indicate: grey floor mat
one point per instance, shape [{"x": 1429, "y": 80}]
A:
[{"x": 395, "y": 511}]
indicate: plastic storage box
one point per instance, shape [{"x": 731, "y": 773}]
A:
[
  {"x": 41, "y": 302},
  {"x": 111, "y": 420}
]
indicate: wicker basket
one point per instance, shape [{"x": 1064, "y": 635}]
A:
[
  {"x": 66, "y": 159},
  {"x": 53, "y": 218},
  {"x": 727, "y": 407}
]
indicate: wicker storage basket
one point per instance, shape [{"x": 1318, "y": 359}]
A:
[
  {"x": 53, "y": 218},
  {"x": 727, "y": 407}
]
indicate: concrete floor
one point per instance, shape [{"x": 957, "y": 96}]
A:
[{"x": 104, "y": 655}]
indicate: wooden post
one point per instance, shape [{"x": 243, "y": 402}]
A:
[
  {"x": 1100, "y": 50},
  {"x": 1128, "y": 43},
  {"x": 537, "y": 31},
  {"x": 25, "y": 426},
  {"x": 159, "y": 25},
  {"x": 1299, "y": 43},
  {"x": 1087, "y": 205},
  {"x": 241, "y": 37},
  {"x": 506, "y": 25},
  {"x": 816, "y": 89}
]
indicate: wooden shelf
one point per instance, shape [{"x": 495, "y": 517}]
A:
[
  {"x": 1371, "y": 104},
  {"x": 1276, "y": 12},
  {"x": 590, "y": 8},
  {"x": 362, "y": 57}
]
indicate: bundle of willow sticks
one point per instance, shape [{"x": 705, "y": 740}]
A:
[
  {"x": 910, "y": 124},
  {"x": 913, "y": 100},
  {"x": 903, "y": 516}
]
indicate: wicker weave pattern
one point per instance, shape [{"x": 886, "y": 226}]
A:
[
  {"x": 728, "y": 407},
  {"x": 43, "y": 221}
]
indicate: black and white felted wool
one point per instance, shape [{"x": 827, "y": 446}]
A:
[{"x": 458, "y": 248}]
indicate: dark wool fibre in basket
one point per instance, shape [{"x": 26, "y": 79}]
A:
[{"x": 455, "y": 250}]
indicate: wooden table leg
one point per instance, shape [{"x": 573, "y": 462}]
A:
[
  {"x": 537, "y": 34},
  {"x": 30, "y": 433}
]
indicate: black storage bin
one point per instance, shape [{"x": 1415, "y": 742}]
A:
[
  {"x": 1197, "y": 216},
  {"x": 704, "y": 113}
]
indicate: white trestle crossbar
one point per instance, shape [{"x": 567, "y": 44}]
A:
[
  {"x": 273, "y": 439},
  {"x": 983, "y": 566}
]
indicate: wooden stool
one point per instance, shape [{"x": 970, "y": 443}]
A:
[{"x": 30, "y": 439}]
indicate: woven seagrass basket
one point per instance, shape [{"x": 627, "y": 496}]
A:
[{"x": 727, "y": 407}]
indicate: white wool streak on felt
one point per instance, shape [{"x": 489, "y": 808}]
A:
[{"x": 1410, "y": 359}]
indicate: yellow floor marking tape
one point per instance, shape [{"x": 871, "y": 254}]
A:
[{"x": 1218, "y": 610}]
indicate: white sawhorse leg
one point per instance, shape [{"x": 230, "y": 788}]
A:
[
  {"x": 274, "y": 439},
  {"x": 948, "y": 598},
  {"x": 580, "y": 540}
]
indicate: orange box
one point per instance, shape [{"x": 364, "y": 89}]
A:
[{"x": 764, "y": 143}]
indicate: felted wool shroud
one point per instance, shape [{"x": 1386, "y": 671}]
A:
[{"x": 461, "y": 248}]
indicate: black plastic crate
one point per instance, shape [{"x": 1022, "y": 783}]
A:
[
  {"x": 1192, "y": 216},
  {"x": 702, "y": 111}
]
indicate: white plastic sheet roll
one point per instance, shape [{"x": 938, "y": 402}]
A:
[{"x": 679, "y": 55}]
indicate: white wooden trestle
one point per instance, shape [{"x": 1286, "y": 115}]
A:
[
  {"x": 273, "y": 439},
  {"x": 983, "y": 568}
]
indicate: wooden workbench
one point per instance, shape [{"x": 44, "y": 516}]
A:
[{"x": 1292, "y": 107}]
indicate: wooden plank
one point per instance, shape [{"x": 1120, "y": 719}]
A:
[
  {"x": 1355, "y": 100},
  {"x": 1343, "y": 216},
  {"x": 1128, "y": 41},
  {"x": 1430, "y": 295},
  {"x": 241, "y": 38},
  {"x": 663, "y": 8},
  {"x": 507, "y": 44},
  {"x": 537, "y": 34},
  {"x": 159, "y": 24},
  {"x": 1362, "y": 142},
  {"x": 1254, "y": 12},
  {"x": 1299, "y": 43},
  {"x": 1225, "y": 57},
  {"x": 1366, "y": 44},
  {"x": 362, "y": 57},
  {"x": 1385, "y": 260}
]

→ EXERCISE PROMPT
Repeat the data above, word for word.

→ EXPECTED OUTPUT
indicate: grey floor mat
one point per instance, shape [{"x": 1429, "y": 80}]
A:
[{"x": 395, "y": 511}]
indicate: plastic storage box
one point per instance, shape [{"x": 731, "y": 773}]
A:
[
  {"x": 41, "y": 302},
  {"x": 111, "y": 420}
]
indicate: wicker basket
one point per instance, shape [{"x": 1064, "y": 635}]
A:
[
  {"x": 66, "y": 159},
  {"x": 53, "y": 218},
  {"x": 727, "y": 407}
]
indicate: wicker storage basket
one point per instance, shape [{"x": 1318, "y": 359}]
A:
[
  {"x": 53, "y": 218},
  {"x": 727, "y": 407}
]
indicate: concrete floor
one point per instance, shape [{"x": 957, "y": 96}]
A:
[{"x": 104, "y": 655}]
indicate: wooden post
one point per instance, shape [{"x": 243, "y": 402}]
A:
[
  {"x": 1100, "y": 50},
  {"x": 1128, "y": 43},
  {"x": 537, "y": 31},
  {"x": 25, "y": 426},
  {"x": 159, "y": 25},
  {"x": 1299, "y": 43},
  {"x": 1087, "y": 205},
  {"x": 241, "y": 37},
  {"x": 506, "y": 25},
  {"x": 816, "y": 89}
]
indicate: wooden shelf
one point per instance, shape [{"x": 495, "y": 517}]
A:
[
  {"x": 1371, "y": 104},
  {"x": 1276, "y": 12},
  {"x": 590, "y": 8},
  {"x": 362, "y": 57}
]
indicate: bundle of willow sticks
one point per instance, shape [{"x": 705, "y": 740}]
A:
[
  {"x": 910, "y": 124},
  {"x": 913, "y": 100},
  {"x": 903, "y": 516}
]
indicate: wicker weave pattern
one point per instance, shape [{"x": 886, "y": 226}]
A:
[
  {"x": 728, "y": 407},
  {"x": 43, "y": 221}
]
indicate: black and white felted wool
one point per instance, shape [{"x": 827, "y": 446}]
A:
[{"x": 458, "y": 248}]
indicate: dark wool fibre in basket
one point per instance, shape [{"x": 26, "y": 79}]
A:
[{"x": 455, "y": 250}]
indicate: wooden table leg
one point per instance, shape [{"x": 573, "y": 462}]
A:
[
  {"x": 537, "y": 34},
  {"x": 30, "y": 433}
]
indicate: black storage bin
one point per instance, shape [{"x": 1415, "y": 742}]
A:
[
  {"x": 1197, "y": 216},
  {"x": 704, "y": 113}
]
indicate: white trestle crossbar
one point per instance, shape [{"x": 567, "y": 44}]
A:
[
  {"x": 273, "y": 439},
  {"x": 983, "y": 566}
]
indicate: wooden stool
one point per instance, shape [{"x": 970, "y": 443}]
A:
[{"x": 30, "y": 439}]
indicate: woven seagrass basket
one point per instance, shape [{"x": 627, "y": 496}]
A:
[{"x": 727, "y": 407}]
indicate: white wool streak on felt
one point per instance, shape [{"x": 489, "y": 808}]
A:
[{"x": 1410, "y": 359}]
indicate: yellow floor marking tape
one point per instance, shape [{"x": 871, "y": 254}]
A:
[{"x": 1218, "y": 610}]
indicate: white sawhorse leg
one point per instance, shape [{"x": 230, "y": 788}]
A:
[
  {"x": 274, "y": 439},
  {"x": 948, "y": 598},
  {"x": 580, "y": 540}
]
indicate: orange box
one point per instance, shape [{"x": 364, "y": 89}]
A:
[{"x": 764, "y": 143}]
indicate: felted wool shroud
one point per instance, shape [{"x": 1386, "y": 671}]
A:
[{"x": 461, "y": 248}]
indicate: black plastic crate
one point per instance, shape [{"x": 1022, "y": 783}]
A:
[
  {"x": 1192, "y": 216},
  {"x": 702, "y": 111}
]
indicate: white plastic sheet roll
one point per instance, shape [{"x": 938, "y": 402}]
A:
[{"x": 679, "y": 55}]
indicate: white wooden trestle
one point per instance, shape [{"x": 1286, "y": 115}]
A:
[
  {"x": 273, "y": 439},
  {"x": 983, "y": 568}
]
indicate: wooden workbench
one point per instance, shape [{"x": 44, "y": 516}]
A:
[{"x": 1292, "y": 107}]
indicate: wooden plank
one point per instance, shape [{"x": 1120, "y": 719}]
A:
[
  {"x": 1355, "y": 100},
  {"x": 1343, "y": 216},
  {"x": 1128, "y": 41},
  {"x": 1430, "y": 295},
  {"x": 241, "y": 38},
  {"x": 663, "y": 8},
  {"x": 507, "y": 44},
  {"x": 537, "y": 34},
  {"x": 159, "y": 24},
  {"x": 1362, "y": 142},
  {"x": 1254, "y": 12},
  {"x": 1299, "y": 43},
  {"x": 1225, "y": 57},
  {"x": 1366, "y": 44},
  {"x": 362, "y": 57},
  {"x": 1385, "y": 260}
]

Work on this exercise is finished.